Below are the records. Restate word for word every line from the one that contains "the leafy tree" through the final line, both included.

(Point-based annotation data)
************
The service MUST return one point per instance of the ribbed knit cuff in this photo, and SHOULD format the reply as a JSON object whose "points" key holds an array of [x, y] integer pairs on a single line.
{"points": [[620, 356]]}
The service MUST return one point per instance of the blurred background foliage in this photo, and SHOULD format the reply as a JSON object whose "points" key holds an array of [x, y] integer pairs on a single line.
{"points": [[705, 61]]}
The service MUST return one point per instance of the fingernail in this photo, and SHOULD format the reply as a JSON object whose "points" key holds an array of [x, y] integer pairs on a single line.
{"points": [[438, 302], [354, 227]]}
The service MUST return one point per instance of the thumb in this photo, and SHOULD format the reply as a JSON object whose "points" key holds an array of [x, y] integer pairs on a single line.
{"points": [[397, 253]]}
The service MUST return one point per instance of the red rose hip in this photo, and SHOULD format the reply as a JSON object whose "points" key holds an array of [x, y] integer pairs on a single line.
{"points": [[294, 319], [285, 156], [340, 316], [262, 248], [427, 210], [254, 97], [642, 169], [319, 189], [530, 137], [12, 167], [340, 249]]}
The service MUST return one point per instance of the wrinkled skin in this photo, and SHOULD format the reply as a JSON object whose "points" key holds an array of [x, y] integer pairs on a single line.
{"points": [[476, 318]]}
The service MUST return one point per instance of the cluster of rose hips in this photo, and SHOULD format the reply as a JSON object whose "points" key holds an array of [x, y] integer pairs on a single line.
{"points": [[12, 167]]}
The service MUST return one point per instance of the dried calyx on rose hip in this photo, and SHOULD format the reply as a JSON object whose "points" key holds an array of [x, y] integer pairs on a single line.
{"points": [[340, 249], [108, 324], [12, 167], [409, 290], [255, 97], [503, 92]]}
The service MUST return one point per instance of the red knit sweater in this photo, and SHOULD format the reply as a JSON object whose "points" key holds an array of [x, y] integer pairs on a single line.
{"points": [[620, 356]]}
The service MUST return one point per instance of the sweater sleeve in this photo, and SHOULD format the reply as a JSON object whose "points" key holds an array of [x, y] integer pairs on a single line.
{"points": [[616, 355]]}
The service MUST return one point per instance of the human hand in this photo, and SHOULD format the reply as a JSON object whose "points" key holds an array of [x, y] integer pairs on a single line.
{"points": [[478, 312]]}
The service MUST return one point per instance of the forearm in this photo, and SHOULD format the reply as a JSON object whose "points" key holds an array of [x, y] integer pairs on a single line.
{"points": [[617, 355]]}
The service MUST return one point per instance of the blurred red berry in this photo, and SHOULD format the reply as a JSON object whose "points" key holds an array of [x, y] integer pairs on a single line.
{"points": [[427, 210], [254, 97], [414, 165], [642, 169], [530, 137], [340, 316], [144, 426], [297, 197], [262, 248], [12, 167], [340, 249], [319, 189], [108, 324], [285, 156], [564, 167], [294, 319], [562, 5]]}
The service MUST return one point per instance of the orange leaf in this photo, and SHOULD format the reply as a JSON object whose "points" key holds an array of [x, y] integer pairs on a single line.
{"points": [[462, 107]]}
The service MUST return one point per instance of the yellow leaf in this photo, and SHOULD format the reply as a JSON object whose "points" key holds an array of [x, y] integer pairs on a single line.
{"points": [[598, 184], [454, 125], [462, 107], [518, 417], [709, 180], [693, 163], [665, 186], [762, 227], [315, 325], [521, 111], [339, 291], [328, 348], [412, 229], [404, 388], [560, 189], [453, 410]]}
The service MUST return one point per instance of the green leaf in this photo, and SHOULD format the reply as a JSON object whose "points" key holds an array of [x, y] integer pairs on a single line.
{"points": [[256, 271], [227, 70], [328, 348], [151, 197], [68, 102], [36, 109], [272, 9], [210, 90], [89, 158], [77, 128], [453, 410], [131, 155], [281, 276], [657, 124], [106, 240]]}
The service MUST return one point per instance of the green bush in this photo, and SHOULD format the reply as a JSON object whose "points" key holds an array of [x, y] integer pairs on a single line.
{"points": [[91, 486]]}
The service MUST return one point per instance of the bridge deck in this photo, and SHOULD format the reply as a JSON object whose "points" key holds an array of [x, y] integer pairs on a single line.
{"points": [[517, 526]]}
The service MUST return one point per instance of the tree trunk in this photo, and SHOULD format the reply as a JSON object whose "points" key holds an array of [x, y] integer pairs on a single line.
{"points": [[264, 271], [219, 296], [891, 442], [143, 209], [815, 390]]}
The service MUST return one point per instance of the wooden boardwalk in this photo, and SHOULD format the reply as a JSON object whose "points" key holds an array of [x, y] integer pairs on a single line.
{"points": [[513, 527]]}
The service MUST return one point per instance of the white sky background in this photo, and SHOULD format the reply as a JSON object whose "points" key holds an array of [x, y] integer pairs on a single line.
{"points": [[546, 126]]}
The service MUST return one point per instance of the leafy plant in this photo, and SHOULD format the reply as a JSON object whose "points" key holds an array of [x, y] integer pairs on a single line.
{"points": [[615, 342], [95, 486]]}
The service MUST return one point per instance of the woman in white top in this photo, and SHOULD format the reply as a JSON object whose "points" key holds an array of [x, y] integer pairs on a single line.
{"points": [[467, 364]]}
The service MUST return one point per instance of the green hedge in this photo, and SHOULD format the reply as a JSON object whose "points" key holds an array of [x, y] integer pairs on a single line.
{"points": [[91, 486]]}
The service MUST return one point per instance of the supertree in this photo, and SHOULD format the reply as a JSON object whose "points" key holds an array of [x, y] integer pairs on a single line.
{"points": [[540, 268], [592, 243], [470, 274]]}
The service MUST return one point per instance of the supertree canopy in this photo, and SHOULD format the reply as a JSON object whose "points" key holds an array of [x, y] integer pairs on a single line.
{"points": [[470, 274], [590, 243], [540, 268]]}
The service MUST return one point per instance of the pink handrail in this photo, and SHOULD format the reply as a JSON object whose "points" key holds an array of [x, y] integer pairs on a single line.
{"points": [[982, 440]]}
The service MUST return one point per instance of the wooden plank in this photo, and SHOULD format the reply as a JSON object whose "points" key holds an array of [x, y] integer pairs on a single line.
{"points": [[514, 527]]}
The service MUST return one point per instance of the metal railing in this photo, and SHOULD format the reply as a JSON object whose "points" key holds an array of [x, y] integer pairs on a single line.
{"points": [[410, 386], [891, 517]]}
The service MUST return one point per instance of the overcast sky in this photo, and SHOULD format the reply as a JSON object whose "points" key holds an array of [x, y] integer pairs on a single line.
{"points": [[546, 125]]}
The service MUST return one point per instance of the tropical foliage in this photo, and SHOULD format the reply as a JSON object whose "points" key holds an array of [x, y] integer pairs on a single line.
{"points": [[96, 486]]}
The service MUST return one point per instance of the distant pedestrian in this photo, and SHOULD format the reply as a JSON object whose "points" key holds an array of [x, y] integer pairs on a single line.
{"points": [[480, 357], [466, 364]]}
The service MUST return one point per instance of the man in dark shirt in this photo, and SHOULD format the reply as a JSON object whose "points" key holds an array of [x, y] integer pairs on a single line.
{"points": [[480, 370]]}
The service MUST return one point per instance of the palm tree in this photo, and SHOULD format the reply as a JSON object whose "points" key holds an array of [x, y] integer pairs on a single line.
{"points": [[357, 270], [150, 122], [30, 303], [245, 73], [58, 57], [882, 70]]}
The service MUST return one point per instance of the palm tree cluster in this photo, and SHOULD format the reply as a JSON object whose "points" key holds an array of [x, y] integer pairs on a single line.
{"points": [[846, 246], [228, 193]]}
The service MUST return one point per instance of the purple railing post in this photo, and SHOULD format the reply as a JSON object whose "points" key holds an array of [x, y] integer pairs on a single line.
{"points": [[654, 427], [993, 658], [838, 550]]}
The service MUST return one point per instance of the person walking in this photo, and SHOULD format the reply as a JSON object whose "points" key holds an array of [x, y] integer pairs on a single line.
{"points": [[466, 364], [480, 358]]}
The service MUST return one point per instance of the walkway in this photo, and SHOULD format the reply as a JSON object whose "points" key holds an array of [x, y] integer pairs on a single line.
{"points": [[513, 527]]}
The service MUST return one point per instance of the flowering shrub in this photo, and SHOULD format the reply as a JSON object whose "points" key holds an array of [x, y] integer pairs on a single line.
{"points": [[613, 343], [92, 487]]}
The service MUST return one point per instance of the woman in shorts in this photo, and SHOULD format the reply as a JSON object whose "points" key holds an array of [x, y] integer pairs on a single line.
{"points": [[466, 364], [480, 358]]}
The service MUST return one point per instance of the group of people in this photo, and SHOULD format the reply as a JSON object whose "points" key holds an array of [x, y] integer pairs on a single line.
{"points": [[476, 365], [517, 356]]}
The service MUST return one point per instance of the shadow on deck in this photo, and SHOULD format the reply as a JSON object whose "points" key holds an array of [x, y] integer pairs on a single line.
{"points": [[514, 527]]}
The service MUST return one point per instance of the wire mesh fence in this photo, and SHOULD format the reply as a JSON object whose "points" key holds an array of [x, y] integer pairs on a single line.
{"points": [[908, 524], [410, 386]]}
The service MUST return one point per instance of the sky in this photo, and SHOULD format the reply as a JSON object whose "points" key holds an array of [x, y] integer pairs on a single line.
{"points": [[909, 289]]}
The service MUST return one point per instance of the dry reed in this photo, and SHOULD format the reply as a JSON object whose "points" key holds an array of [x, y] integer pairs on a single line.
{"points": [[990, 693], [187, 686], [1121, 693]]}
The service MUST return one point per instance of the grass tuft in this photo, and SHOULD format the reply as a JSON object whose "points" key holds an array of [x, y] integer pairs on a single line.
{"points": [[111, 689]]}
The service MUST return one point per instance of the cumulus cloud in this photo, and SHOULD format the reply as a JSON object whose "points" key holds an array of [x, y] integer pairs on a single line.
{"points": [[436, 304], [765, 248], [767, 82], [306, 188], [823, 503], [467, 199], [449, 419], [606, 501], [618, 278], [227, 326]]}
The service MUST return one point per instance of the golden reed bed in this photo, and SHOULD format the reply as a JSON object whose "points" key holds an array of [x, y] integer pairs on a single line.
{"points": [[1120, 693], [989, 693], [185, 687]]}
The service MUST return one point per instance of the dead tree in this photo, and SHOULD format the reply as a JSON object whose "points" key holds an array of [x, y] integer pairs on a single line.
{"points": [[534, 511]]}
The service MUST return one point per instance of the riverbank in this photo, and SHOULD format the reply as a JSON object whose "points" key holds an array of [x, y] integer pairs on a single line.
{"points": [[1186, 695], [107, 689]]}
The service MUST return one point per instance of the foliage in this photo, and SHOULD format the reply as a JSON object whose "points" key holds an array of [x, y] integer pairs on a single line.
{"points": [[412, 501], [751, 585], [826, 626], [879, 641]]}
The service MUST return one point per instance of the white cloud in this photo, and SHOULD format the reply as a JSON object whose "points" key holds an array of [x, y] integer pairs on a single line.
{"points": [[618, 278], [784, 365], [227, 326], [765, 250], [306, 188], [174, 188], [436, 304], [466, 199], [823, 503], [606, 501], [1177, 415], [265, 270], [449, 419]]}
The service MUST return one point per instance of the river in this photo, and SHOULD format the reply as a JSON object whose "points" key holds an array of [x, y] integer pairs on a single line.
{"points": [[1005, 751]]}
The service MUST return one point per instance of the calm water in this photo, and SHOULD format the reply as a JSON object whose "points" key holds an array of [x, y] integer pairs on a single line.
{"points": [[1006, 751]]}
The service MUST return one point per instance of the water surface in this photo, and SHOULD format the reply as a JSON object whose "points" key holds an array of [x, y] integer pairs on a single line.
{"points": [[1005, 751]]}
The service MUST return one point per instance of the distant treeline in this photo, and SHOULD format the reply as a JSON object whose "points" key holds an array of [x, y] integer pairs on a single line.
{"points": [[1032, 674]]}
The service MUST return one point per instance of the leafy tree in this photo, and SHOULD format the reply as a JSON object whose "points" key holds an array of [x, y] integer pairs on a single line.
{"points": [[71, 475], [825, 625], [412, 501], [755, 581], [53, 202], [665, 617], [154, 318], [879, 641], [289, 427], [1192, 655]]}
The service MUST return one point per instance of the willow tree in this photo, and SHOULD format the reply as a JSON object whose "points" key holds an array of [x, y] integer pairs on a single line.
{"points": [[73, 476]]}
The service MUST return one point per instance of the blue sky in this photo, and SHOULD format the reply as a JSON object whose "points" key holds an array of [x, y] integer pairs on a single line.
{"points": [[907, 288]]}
************
- **Problem solution**
The service MUST return one point per instance of the leafy tree in this photo, and SHOULD format the reply as a JSON object whose "points" key holds an array of [x, y] integer pairs on a single line.
{"points": [[71, 475], [825, 625], [412, 501], [755, 581], [53, 202], [665, 617], [154, 318], [879, 641], [289, 427], [1192, 655]]}
The service MUST return one point per instance of the willow tree in this photo, and SHOULD format the reply as a JSON object whose "points" key holds an array of [x, y] integer pairs on a single line.
{"points": [[73, 476]]}
The service MUST return one point per instance of the blue sky in this photo, and SHOULD format the reply as a JSON object whose "points" key holds an array of [x, y] integer pairs on a single line.
{"points": [[907, 288]]}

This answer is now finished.